_WHAT YOU WILL DO_: Convert the data from the line containing "Definition for annotators: for every instance of the red dhl" through the line containing "[[284, 262]]", both included, into a numbered list with blank lines omitted.

++++ THE RECORDS

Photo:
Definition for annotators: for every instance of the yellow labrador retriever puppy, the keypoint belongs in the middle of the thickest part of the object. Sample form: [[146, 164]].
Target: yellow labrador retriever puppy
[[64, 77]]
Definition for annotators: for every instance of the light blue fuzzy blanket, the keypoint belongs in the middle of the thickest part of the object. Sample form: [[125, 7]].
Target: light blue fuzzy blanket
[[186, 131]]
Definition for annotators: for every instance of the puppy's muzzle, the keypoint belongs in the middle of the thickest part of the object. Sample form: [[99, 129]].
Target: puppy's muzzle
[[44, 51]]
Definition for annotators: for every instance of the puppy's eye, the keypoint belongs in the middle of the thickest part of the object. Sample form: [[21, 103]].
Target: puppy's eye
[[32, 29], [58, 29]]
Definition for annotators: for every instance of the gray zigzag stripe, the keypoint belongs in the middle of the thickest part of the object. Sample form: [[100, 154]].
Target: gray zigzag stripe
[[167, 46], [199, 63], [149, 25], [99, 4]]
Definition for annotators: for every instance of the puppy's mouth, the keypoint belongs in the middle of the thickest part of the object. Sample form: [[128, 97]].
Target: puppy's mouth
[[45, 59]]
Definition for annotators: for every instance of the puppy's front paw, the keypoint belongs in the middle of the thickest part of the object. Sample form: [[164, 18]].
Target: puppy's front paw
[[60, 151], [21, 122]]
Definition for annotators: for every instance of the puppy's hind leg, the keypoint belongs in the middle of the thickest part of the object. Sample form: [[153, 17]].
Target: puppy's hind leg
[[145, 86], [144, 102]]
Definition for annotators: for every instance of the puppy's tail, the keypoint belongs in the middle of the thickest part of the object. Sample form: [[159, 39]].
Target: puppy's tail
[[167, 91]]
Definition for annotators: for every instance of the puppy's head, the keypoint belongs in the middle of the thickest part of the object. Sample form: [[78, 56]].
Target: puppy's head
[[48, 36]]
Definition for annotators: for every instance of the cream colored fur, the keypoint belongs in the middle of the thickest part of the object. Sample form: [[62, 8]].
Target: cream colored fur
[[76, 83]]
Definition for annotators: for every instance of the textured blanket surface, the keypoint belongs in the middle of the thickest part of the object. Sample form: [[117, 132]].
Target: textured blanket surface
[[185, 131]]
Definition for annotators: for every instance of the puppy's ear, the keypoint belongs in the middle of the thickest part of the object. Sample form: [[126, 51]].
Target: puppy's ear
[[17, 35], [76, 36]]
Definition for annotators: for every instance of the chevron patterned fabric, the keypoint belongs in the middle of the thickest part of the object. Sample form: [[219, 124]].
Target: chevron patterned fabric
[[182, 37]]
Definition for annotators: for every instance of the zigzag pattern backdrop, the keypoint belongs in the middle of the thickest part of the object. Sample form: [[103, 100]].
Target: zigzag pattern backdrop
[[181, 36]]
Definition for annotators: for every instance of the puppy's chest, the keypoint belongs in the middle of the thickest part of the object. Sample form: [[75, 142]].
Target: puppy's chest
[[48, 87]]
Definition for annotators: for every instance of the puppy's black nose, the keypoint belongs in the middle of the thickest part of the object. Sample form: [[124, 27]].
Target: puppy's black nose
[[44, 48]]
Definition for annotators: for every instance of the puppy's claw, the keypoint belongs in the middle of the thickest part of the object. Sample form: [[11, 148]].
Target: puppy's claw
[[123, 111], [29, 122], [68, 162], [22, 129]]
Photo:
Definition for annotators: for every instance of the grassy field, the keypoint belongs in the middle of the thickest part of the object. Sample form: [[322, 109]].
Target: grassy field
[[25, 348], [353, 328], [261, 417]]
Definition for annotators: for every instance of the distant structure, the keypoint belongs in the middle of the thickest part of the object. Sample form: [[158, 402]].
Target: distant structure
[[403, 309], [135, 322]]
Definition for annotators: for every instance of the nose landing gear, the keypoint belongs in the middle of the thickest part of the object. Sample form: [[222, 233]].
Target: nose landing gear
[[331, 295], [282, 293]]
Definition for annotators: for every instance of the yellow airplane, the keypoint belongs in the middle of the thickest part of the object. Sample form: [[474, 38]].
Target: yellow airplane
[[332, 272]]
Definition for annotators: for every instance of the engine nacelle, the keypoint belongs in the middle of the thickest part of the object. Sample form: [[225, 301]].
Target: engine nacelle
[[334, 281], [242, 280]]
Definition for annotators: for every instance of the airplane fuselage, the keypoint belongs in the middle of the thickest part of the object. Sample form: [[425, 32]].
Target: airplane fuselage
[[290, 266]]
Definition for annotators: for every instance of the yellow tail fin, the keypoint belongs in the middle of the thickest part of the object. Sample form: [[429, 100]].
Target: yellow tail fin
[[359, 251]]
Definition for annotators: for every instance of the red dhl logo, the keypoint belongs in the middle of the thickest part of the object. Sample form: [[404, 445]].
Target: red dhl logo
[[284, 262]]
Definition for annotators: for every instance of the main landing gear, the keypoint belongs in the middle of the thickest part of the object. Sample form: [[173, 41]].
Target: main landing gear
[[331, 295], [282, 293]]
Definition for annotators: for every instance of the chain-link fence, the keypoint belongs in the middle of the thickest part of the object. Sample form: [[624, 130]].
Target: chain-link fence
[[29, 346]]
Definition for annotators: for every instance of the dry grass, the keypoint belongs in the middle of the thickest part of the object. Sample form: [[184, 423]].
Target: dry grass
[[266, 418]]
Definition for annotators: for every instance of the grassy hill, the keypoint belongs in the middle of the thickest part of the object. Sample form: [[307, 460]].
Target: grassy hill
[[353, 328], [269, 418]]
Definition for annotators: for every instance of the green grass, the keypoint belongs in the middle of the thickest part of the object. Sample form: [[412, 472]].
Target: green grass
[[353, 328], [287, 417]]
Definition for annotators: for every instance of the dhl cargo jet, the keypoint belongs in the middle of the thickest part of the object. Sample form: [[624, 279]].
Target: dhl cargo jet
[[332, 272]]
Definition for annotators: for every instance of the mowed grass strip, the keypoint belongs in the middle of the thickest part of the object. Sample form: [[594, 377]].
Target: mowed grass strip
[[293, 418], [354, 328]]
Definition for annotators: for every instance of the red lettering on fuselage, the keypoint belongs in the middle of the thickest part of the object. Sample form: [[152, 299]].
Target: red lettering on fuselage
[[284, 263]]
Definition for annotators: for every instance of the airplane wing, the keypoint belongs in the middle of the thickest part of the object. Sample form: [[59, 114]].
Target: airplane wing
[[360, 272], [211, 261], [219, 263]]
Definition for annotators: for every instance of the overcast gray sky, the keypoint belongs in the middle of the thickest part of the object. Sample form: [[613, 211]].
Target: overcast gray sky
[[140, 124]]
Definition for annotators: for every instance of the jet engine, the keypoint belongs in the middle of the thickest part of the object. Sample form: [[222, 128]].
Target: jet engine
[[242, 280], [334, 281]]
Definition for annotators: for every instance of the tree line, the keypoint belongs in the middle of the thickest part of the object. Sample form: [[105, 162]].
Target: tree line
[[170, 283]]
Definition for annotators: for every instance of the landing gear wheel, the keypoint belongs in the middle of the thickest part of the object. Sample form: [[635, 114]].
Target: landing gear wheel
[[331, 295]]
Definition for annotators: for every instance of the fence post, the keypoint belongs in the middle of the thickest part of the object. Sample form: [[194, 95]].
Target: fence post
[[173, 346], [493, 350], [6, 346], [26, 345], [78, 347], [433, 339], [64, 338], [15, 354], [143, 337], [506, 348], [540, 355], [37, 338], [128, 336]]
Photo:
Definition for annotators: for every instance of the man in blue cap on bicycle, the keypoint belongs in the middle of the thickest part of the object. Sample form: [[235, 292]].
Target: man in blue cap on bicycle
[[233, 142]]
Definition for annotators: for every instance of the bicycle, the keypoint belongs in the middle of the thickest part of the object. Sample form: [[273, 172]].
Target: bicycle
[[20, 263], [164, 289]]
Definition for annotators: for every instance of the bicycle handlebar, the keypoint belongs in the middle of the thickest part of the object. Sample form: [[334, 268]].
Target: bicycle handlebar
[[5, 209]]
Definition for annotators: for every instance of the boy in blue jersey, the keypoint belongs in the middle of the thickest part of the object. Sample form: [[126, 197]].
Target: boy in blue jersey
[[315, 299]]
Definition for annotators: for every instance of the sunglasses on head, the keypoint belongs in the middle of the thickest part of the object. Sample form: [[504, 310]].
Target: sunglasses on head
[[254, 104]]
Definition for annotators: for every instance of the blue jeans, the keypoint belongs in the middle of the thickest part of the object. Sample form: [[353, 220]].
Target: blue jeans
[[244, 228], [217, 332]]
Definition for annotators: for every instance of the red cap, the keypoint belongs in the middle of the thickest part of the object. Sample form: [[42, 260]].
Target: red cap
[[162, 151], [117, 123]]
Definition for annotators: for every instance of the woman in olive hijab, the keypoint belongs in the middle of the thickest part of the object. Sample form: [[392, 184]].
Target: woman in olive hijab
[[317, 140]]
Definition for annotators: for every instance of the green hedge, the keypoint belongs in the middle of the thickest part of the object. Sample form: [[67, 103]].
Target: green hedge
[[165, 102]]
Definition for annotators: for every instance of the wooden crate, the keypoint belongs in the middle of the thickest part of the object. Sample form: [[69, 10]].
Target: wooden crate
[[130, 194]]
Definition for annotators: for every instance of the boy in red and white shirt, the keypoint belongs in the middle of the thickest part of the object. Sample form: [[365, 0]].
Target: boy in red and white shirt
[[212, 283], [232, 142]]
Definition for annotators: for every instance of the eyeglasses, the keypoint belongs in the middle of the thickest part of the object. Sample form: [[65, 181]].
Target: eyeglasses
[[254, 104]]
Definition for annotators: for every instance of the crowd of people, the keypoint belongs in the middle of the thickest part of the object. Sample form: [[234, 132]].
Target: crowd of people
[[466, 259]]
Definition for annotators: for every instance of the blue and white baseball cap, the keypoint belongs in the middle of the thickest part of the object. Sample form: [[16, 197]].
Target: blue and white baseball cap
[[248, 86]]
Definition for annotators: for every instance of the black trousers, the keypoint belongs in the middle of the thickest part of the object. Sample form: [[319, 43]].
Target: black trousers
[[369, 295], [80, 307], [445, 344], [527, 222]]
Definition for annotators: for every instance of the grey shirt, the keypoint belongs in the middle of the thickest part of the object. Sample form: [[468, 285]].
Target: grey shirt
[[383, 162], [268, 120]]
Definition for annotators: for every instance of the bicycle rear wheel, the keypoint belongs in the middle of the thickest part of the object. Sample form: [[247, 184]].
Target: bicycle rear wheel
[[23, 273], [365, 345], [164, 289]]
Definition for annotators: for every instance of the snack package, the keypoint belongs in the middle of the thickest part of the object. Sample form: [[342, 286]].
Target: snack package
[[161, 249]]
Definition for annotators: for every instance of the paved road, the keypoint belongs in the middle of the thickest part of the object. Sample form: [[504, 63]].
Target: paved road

++++++++

_ANSWER TO THE TASK_:
1. Definition for annotators: for every instance of the red dhl logo, the keypoint belongs in the middle of the thickest part of the object. Sample form: [[404, 445]].
2. Target: red dhl logo
3. [[284, 262]]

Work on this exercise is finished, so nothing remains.